* Activity
Answer these questions about the Koh-i-Noor summary.
1. Where do Arbaaz and Raza find the diamond?
2. Who frames Arbaaz for Singh's murder?
3. Who survives when Pyara unleashes the artifact's power in the courtyard?

* Reading passage
After Raza locates the Koh-i-Noor, Arbaaz follows him into a series of secret chambers underneath the palace, where they find the diamond inside a hidden First Civilization temple. Arbaaz gives Raza the Koh-i-Noor for safekeeping before his identity is exposed by Macnaghten and Cotton and he is arrested by Singh's guards. Raza gives the Koh-i-Noor to Pyara and convinces her to free Arbaaz so that he can ensure her grandfather's safety, but the Assassin is too late to prevent Singh from being poisoned by the British. While Arbaaz is framed by Cotton for Singh's murder and forced to flee from the palace guards, Pyara tends to her dying grandfather, who asks her to take the Koh-i-Noor far away from India to keep it safe from the Templars. Cotton catches Pyara in the courtyard, where Arbaaz is fighting the guards, and tries to kill her and take the Koh-i-Noor. Raza attacks Cotton, allowing Pyara to unleash the artifact's power and kill everyone in the courtyard except Arbaaz and Raza.

* Extracted material

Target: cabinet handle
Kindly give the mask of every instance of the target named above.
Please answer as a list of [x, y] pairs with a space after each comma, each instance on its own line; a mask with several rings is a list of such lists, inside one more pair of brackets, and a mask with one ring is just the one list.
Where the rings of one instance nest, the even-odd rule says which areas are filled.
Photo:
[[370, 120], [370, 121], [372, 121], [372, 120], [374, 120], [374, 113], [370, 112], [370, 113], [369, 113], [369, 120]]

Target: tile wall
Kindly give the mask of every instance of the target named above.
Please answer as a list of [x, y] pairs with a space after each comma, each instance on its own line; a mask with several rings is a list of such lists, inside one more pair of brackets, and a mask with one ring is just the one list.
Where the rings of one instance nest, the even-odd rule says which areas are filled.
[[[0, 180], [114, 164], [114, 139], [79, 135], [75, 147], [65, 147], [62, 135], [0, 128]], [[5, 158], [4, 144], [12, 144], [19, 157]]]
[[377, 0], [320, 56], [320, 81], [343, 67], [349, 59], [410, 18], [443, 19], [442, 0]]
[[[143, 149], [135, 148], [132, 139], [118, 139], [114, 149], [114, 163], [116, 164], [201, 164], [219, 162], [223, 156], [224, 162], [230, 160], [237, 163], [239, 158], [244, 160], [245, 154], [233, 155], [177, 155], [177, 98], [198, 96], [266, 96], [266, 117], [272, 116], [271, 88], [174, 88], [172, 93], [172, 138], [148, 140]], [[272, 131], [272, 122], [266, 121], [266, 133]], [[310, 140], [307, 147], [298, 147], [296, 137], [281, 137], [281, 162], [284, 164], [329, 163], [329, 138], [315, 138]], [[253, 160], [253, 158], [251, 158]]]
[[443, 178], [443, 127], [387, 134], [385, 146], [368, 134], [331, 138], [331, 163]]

* Solution to the problem
1. Inside a hidden First Civilization temple in secret chambers underneath the palace.
2. Cotton.
3. Arbaaz and Raza.